Text block:
Thursday, June 2, 2011

Keeping it Real: Withdrawal...

Since I realize my life is always at the forefront of your mind, I know ya'll remember I had the privilege of having post-postpartum depression.

It was awesome.

Crying all the time. No energy to get dressed much less leave the house. And the cherry on top was being ridiculously angry at Chris for absolutely no reason. All the time.

I gotta tell ya, I think drugs are flippin' fabulous. It was like I was the best of my best self. Energetic, happy, focused, able to leap tall buildings in a single bound and complete craft projects every night after cooking dinner. You know, the usual super mom stuff.

The other side of that fabulousness was that I pretty much felt the same way all the time.

Completely even. No highs. No lows. Just a long, long, long, long flat line of exactly the same.

Information provided:
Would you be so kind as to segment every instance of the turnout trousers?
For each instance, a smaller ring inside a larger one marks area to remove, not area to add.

--

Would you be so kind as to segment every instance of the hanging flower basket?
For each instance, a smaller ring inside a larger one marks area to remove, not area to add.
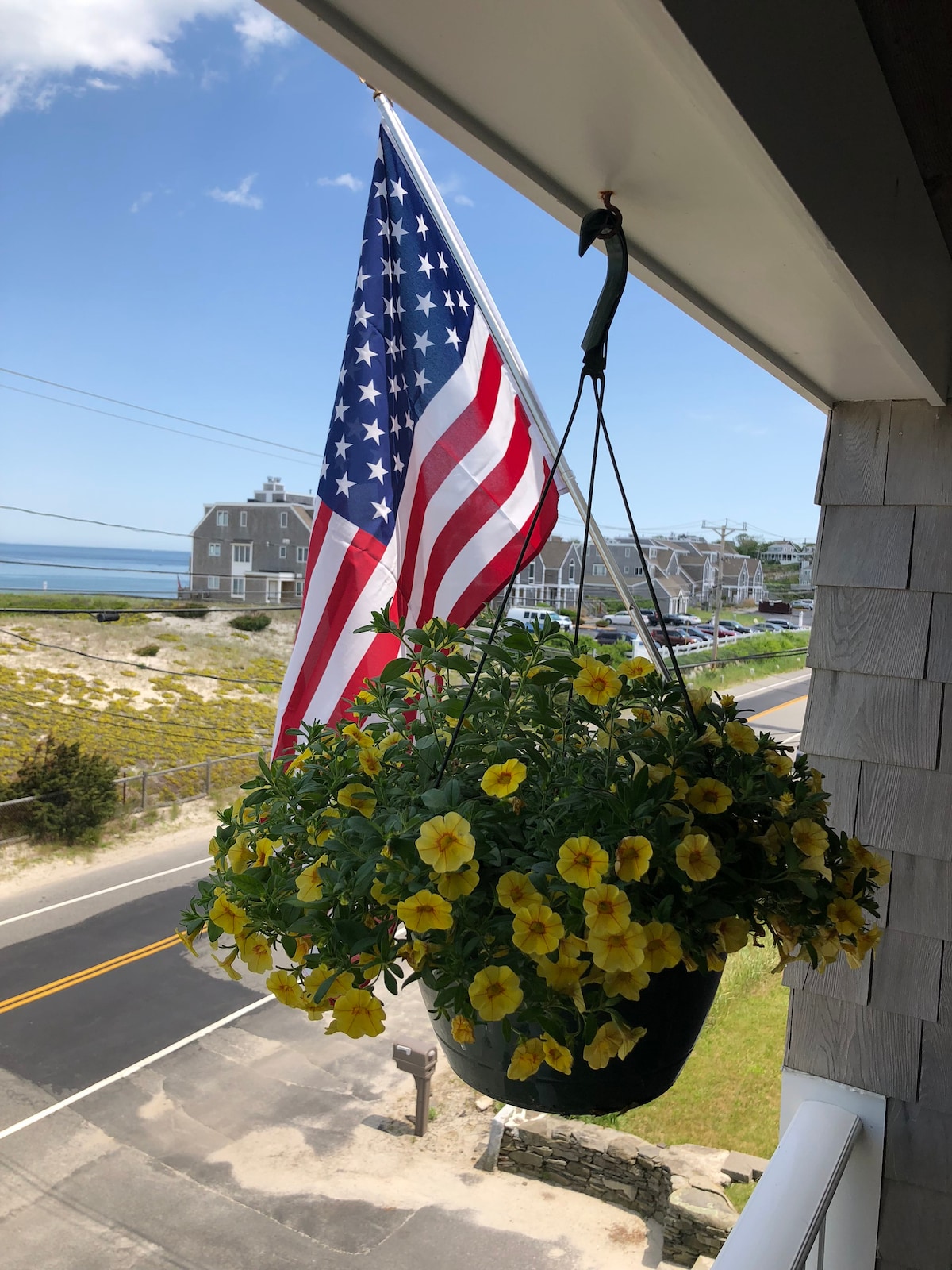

==

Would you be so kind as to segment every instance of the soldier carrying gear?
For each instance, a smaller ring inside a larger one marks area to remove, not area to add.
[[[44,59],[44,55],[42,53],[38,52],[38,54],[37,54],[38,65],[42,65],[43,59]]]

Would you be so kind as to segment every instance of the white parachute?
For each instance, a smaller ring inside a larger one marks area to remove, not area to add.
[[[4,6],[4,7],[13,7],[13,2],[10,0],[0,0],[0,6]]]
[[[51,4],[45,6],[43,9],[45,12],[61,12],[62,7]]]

What the exercise asks: Carry the blog post about postpartum depression and withdrawal forward from its last sentence, in the same voice. This data comes from a separate source and has no connection to the post above it.

Result for this exercise:
That flatness made worship, particularly, a struggle. I missed the highs of singing in the car, dancing with Pumpkin and worshiping next to my husband in church. It's not that I didn't enjoy it but it literally felt the same as most everything else in my life. Good. Even. Flat.

Right about now some of ya'll are wondering what the problem with that is. Others of you are wondering if this was the best of her, let's not stick around to meet the worst.

It's okay. I've met myself. I get it.

When I started the drugs, I knew I would need to be on them for six months or more. Largely because that's what the doctor told me. I was down with that plan since those six months would include going back to work, Chris going to work, the big fund-raiser at work, the holidays and then leaving work.

The leaving work part is important. Because I left behind insurance too.

I picked up Chris'. It's just way, way more expensive. So way.

The happy pills are no longer in the budget.

That way.

So a couple of months ago, I started getting off of them. I checked with the doctor of course. I had to do this tapering off thing. Every other day. Then every three. So on and so forth. When I finally went five days without them, I thought I was home free.

And I was wrong.

See, here's the thing. My body liked the happy pills. Like really liked them. Without them, it has rebelled. There's the brain zaps which basically feel like a split second electric shock. Things go blurry. Kinda feels like an ice cream headache. And then it's gone.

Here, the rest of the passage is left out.